Hace ocho meses que quise romper una pared con la coronilla. Que levanté el lomo, como los gatos, y me tapé con las alas, para que nada me tocase, para que nadie me viera. Pasar pasar este tiempo lo más rápido posible y salir de aquí, huir, correr, volar, saltar puente abajo. No quería volver, porque para mí no era "volver", en el sentido estricto de la palabra. Era más "marcharse" que regresar. Hay tantas cosas que echo de menos, había tantas cosas que me daban miedo...
Mi único motivo para tener nueve meses de sonrisa se toma la molestia de comprarme merienda cuando se lo pido, se pone celoso y se sonroja cuando le digo que siempre será mi compañero de aventuras.
Con las alas delante de la cabeza, no quise ver ni que me vieran. Cuanto antes pase, mucho mejor. Que pase. Y que nadie me toque. "No dejaré que te alcancen", decía hace unos meses. Y casi muerdo las manos que me dieron de comer. Porque todo era un 'no', portazos y colgarle el teléfono al único hombre capaz de pelearse con mi mal humor (qué cerca estuve de morder también sus manos), quedarme sola y sola, reventarme los tímpanos a base de zorras.
Me hice tanto daño, que cuando quise darme cuenta estaba sangrando delante de un espejo. Literal, porque aún tengo la cicatriz. Como en el cuento que escribí, la dama me vendaba las heridas y me decía algo así como "Aro de Plata, deja de hacerte daño; aquí nos tienes, sonríeme".
■ ■ ■ ■
Transcribe sin cambios el pasaje del fragmento comprendido entre «Hace ocho meses» y «compañero de aventuras.», ambos incluidos. El material proviene de una fuente distinta.
■ ■ ■ ■
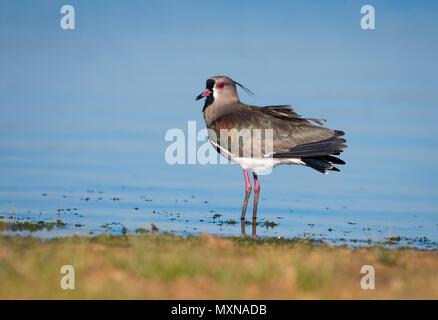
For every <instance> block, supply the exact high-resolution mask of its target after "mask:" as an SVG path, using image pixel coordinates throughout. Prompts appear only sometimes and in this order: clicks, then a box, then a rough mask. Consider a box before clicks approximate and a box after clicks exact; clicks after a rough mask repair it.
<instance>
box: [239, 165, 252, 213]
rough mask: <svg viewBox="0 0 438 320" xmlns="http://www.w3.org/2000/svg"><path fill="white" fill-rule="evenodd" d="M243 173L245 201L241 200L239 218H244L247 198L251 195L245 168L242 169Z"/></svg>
mask: <svg viewBox="0 0 438 320" xmlns="http://www.w3.org/2000/svg"><path fill="white" fill-rule="evenodd" d="M243 174H244V176H245V184H246V187H245V201H243V208H242V216H241V218H240V219H241V220H245V213H246V207H247V206H248V200H249V196H250V195H251V189H252V187H251V182H250V181H249V176H248V171H247V170H246V169H243Z"/></svg>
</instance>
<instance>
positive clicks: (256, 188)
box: [252, 173, 260, 224]
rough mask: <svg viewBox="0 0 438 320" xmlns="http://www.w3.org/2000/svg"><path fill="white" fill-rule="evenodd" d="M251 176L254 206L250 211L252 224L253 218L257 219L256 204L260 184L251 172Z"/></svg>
mask: <svg viewBox="0 0 438 320" xmlns="http://www.w3.org/2000/svg"><path fill="white" fill-rule="evenodd" d="M253 176H254V207H253V211H252V220H253V224H255V220H256V219H257V205H258V202H259V193H260V184H259V179H258V177H257V175H256V174H255V173H253Z"/></svg>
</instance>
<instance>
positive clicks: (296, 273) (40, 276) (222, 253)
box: [0, 229, 438, 299]
mask: <svg viewBox="0 0 438 320" xmlns="http://www.w3.org/2000/svg"><path fill="white" fill-rule="evenodd" d="M139 230H140V229H139ZM145 230H146V229H145ZM138 233H139V234H141V235H137V236H134V235H125V236H112V235H108V234H105V235H100V236H96V237H78V236H75V237H70V238H61V239H52V240H46V241H43V240H40V239H36V238H33V237H26V238H23V237H16V236H4V235H0V283H1V286H0V298H3V299H10V298H34V299H40V298H55V299H93V298H101V299H116V298H122V299H124V298H133V299H203V298H206V299H265V298H266V299H296V298H298V299H301V298H302V299H308V298H320V299H329V298H330V299H343V298H353V299H354V298H358V299H362V298H377V299H380V298H390V299H393V298H396V299H397V298H427V299H429V298H433V299H437V298H438V277H437V272H436V270H438V254H437V252H436V251H420V250H413V249H395V250H390V249H385V248H383V247H380V246H374V247H370V248H362V249H350V248H346V247H333V246H329V245H326V244H322V243H321V242H319V241H314V240H312V239H282V238H263V239H253V238H249V237H246V238H242V237H228V238H220V237H215V236H208V235H200V236H196V237H193V236H188V237H180V236H174V235H169V234H159V233H158V232H154V233H150V232H149V233H147V234H142V231H139V232H138ZM66 264H68V265H72V266H73V267H74V268H75V274H76V283H75V285H76V289H75V290H62V289H61V288H60V285H59V281H60V279H61V277H62V276H63V275H62V274H60V268H61V267H62V266H63V265H66ZM363 265H372V266H374V268H375V273H376V274H375V278H376V289H375V290H362V289H361V288H360V279H361V277H362V276H363V275H361V274H360V270H361V267H362V266H363Z"/></svg>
■ ■ ■ ■
Respuesta del ejercicio:
Hace ocho meses que quise romper una pared con la coronilla. Que levanté el lomo, como los gatos, y me tapé con las alas, para que nada me tocase, para que nadie me viera. Pasar pasar este tiempo lo más rápido posible y salir de aquí, huir, correr, volar, saltar puente abajo. No quería volver, porque para mí no era "volver", en el sentido estricto de la palabra. Era más "marcharse" que regresar. Hay tantas cosas que echo de menos, había tantas cosas que me daban miedo...
Mi único motivo para tener nueve meses de sonrisa se toma la molestia de comprarme merienda cuando se lo pido, se pone celoso y se sonroja cuando le digo que siempre será mi compañero de aventuras.